EXERCISE INSTRUCTIONS:
**a.** Retype the article about young adults and the pandemic word for word, starting at "And in this" and ending at "the global economy.".
**b.** In the article about young adults and the pandemic, what does it say the young adults who spoke to CBC News were missing? List each one.

--- PROVIDED PASSAGE Enclosed Below ---

Young adults find careers, dreams, relationships on hold a year into COVID-19 pandemic
3 young adults share how the pandemic has changed their lives
Manan Shah's day starts when he logs on to his computer at 1 a.m., the glow of the screen illuminating his face as he takes online classes until the sun comes up.
Shah lives in Surat, a city about 300 kilometres north of Mumbai, India. Doing class at home in another time zone while his family is asleep is not how he expected to spend the third year of the commerce degree he is completing through the University of British Columbia.
At this time last year, he was living in Vancouver. He was preparing for summer school and a co-op program to enter the workforce.
"Thanks to COVID, I had to fly back and all my plans miserably failed, basically," he said.
"But that's OK. [I] kind of learned a lot from the entire COVID period.... I do not regret any moment of it."
Shah is one of several young adults who spoke to CBC News about spending their days doing online classes in the bedrooms of their childhood homes, missing parties, relationships and job opportunities.
This isn't the first young generation to live through a prolonged crisis. The sacrifices of young people during the world wars being a particularly devastating example.
And in this current crisis, older generations are at much greater risk for severe and possibly fatal COVID-19 complications.
Many people have lost work or had their careers cut short. Many families are stretched to the limit financially.
It's in this context that many young people are facing their own struggles and losses: the stunted careers, the relationships that never had a chance to blossom, and the opportunities that might never materialize in a world that no longer operates in certain ways that helped previous generations succeed.
They have been profoundly affected by the way the pandemic has restructured parts of society and damaged swaths of the global economy.
In B.C., as in other parts of the country, post-secondary institutions have taken learning online, provincial health restrictions have limited social connections, and many entry-level or part-time jobs that once existed for young people have vanished. Young adults in B.C. are not expected to receive a vaccine until late summer or fall.

--- End of Enclosed PROVIDED PASSAGE ---
--- PROVIDED RECORDS Enclosed Below ---

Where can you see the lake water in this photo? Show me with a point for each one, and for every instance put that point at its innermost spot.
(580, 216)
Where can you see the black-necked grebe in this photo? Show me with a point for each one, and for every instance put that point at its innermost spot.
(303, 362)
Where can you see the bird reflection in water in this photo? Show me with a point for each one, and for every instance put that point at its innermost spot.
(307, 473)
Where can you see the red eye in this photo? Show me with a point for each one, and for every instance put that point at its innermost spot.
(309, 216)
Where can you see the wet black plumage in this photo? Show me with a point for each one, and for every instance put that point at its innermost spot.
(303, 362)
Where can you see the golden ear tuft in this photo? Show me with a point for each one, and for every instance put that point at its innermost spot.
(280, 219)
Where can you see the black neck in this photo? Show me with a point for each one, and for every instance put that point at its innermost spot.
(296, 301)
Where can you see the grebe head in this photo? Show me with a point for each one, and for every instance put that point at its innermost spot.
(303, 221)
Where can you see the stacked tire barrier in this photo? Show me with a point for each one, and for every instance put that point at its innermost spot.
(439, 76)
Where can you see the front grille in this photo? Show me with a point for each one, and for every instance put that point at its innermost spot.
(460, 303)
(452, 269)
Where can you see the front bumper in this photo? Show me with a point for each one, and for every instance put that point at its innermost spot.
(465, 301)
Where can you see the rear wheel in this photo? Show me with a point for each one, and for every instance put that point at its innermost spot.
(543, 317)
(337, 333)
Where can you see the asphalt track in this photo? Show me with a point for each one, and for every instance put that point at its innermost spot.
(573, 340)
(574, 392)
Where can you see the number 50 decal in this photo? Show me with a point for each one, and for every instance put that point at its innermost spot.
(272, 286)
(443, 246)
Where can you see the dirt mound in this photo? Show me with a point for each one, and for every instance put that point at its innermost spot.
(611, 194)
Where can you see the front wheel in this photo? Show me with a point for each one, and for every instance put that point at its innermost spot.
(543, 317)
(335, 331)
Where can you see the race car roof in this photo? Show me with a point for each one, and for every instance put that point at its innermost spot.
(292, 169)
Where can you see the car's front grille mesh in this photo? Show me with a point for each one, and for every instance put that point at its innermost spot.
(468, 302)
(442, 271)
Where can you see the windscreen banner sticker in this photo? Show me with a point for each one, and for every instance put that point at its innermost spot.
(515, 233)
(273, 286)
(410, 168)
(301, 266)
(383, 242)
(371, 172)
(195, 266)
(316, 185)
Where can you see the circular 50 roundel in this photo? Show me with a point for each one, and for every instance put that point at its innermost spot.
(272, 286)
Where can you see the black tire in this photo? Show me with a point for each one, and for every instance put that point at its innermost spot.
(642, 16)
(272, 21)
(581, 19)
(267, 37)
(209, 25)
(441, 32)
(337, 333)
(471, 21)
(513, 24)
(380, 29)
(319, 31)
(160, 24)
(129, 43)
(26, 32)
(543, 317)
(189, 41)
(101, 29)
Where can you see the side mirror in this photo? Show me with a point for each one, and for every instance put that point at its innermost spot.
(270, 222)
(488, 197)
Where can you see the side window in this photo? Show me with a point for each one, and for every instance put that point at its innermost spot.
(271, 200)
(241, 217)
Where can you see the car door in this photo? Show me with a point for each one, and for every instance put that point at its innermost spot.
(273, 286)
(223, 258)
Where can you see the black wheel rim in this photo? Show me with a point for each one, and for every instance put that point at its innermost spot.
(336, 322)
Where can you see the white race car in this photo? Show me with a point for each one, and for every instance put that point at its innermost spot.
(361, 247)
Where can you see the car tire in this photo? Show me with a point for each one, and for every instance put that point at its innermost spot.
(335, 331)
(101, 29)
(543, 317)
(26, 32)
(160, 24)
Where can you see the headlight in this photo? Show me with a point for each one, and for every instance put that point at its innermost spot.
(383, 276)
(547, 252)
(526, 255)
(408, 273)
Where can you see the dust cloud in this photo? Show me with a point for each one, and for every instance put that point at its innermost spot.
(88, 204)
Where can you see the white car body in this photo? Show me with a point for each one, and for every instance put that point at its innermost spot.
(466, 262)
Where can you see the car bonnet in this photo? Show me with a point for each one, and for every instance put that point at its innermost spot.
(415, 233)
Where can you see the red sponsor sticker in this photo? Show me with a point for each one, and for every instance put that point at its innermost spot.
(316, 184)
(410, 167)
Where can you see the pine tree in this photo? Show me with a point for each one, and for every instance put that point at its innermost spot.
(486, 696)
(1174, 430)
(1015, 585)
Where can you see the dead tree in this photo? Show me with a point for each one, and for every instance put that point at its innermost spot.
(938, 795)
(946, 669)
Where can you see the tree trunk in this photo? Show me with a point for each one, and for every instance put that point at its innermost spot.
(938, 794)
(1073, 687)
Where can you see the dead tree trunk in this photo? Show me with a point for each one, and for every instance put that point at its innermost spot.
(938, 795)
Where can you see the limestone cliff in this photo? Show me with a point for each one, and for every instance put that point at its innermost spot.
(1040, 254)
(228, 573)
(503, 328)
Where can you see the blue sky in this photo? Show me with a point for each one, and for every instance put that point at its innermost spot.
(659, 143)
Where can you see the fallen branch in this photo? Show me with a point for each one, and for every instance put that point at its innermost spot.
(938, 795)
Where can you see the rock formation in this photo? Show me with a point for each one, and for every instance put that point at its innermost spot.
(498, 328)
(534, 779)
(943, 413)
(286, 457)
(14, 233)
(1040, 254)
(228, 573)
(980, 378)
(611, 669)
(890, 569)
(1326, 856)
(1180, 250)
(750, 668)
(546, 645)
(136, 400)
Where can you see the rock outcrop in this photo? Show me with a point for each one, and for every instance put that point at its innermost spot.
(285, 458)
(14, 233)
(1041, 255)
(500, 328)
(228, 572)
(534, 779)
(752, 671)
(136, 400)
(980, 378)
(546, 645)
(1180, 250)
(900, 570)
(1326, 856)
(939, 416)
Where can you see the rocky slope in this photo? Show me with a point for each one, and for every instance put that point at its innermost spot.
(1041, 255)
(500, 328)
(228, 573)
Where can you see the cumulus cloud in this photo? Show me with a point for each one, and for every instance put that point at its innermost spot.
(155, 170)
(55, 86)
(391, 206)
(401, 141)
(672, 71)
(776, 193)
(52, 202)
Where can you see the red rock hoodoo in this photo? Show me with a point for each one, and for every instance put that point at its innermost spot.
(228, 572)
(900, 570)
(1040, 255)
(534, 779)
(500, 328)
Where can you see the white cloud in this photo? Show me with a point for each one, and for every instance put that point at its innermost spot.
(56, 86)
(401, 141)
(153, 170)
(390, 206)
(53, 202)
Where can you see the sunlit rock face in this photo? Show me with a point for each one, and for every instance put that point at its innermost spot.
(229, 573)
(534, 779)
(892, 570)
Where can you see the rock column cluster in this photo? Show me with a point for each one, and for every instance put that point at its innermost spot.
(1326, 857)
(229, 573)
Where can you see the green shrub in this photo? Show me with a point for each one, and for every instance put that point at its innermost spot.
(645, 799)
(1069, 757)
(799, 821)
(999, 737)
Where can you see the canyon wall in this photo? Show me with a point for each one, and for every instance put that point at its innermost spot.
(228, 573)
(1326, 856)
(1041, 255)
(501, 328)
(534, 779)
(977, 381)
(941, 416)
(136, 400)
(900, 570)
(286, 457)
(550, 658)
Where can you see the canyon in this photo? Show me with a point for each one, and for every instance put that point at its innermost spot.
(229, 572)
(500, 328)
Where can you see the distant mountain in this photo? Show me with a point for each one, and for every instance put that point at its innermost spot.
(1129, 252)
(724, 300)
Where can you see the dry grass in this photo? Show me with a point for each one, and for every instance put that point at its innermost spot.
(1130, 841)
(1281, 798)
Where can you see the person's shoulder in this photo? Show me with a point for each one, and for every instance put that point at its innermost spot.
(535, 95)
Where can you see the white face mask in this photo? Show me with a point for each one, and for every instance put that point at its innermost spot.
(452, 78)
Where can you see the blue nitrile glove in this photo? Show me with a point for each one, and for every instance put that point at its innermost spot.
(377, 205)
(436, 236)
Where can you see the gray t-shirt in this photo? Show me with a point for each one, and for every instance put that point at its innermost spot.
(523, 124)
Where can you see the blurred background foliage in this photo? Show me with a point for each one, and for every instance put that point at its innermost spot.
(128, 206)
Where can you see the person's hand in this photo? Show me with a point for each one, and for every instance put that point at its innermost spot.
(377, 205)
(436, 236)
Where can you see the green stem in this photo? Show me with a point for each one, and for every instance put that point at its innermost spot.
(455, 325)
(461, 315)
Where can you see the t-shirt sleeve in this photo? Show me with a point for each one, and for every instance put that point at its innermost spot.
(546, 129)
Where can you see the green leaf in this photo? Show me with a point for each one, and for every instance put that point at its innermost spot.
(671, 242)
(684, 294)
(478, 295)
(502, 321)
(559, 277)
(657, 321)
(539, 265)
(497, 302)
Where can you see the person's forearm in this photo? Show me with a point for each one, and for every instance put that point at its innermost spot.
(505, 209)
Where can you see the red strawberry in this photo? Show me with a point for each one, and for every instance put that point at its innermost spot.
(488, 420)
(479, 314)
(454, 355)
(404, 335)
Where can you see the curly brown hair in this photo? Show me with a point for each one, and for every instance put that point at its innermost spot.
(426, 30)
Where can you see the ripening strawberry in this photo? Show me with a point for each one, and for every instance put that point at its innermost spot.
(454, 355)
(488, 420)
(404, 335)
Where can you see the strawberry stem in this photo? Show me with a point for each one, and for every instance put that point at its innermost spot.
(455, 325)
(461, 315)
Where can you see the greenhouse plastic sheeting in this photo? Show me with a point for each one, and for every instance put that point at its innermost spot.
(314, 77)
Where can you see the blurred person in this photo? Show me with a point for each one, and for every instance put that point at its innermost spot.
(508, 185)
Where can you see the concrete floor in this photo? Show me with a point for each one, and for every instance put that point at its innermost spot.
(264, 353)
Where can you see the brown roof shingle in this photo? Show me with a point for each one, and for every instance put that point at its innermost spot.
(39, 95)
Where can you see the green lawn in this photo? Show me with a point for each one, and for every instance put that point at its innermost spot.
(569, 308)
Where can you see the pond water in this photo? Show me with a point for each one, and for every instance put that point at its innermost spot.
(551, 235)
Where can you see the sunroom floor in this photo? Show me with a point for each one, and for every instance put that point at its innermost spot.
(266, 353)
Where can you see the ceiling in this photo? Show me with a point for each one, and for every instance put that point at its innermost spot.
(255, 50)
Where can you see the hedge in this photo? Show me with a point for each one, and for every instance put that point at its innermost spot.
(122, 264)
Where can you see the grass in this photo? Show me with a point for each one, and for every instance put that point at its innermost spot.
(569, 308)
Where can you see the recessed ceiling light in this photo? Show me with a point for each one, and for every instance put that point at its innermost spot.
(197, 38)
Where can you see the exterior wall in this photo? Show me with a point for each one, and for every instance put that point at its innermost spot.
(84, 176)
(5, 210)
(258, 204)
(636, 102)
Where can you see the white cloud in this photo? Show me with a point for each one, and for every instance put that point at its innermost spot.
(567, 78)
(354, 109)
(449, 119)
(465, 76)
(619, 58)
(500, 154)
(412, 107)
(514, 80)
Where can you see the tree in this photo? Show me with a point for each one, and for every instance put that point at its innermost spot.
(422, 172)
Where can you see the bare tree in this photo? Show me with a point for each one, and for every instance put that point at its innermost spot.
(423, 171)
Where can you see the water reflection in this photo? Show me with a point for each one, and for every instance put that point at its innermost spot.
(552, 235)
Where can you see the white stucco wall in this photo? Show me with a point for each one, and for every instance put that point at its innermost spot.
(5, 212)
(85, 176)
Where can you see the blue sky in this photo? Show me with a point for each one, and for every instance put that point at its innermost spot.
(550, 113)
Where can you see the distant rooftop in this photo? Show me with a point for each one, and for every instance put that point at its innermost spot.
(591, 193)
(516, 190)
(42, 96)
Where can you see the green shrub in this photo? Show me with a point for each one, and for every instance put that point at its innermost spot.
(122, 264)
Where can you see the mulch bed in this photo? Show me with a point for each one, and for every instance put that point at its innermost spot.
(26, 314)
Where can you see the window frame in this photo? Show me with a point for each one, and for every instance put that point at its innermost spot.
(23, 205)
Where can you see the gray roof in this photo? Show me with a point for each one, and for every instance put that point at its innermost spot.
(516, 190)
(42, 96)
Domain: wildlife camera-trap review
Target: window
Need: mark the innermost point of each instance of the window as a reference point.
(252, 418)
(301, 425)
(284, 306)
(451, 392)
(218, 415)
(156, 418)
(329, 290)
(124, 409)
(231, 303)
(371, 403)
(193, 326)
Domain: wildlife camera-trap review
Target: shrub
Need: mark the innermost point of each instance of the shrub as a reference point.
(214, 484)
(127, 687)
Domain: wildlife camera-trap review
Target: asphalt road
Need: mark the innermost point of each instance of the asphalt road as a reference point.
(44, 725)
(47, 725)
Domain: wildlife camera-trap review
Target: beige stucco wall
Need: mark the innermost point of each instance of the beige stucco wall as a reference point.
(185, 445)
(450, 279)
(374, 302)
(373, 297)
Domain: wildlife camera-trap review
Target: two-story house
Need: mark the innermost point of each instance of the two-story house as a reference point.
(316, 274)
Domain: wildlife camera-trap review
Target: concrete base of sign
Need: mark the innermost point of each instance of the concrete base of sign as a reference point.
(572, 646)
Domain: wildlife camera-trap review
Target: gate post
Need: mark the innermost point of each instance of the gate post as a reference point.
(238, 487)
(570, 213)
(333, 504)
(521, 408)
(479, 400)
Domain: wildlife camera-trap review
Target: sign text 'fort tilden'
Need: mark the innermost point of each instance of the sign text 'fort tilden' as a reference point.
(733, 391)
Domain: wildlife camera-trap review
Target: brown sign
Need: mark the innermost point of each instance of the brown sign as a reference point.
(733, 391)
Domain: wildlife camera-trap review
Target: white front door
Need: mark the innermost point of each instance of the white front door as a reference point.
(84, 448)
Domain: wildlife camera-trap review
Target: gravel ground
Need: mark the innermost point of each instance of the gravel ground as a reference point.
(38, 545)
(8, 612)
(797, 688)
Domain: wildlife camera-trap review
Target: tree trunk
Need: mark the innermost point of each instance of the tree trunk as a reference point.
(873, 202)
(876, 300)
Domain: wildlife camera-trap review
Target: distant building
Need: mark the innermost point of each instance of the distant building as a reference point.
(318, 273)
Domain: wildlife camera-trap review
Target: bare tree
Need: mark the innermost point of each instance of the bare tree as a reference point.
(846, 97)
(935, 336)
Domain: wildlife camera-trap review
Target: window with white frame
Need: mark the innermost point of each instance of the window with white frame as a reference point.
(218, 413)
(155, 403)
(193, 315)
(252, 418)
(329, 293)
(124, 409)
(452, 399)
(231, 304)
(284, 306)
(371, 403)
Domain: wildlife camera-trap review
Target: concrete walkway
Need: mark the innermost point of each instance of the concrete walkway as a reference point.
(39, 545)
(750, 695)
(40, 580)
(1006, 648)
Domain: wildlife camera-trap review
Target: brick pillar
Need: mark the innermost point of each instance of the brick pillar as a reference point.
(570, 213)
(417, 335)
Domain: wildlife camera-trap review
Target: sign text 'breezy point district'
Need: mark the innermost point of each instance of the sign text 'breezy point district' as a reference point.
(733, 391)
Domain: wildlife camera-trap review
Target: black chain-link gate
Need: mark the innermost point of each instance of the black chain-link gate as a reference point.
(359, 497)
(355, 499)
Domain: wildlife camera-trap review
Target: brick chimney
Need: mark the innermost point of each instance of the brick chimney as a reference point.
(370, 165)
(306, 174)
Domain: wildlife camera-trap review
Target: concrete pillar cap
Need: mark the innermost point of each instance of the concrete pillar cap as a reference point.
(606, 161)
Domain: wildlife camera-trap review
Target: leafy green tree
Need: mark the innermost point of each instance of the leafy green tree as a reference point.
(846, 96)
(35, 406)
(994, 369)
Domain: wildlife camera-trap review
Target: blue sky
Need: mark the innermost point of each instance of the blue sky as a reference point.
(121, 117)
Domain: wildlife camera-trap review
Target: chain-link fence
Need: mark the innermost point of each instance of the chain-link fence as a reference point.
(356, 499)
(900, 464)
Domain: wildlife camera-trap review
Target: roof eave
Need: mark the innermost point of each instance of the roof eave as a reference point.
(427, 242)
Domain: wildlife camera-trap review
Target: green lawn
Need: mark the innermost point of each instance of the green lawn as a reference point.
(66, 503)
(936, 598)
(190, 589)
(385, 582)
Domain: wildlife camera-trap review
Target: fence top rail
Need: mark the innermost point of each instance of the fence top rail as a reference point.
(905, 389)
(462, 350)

--- End of Enclosed PROVIDED RECORDS ---

ANSWERS TO THIS EXERCISE:
**a.**
And in this current crisis, older generations are at much greater risk for severe and possibly fatal COVID-19 complications.
Many people have lost work or had their careers cut short. Many families are stretched to the limit financially.
It's in this context that many young people are facing their own struggles and losses: the stunted careers, the relationships that never had a chance to blossom, and the opportunities that might never materialize in a world that no longer operates in certain ways that helped previous generations succeed.
They have been profoundly affected by the way the pandemic has restructured parts of society and damaged swaths of the global economy.

**b.**
- Parties
- Relationships
- Job opportunities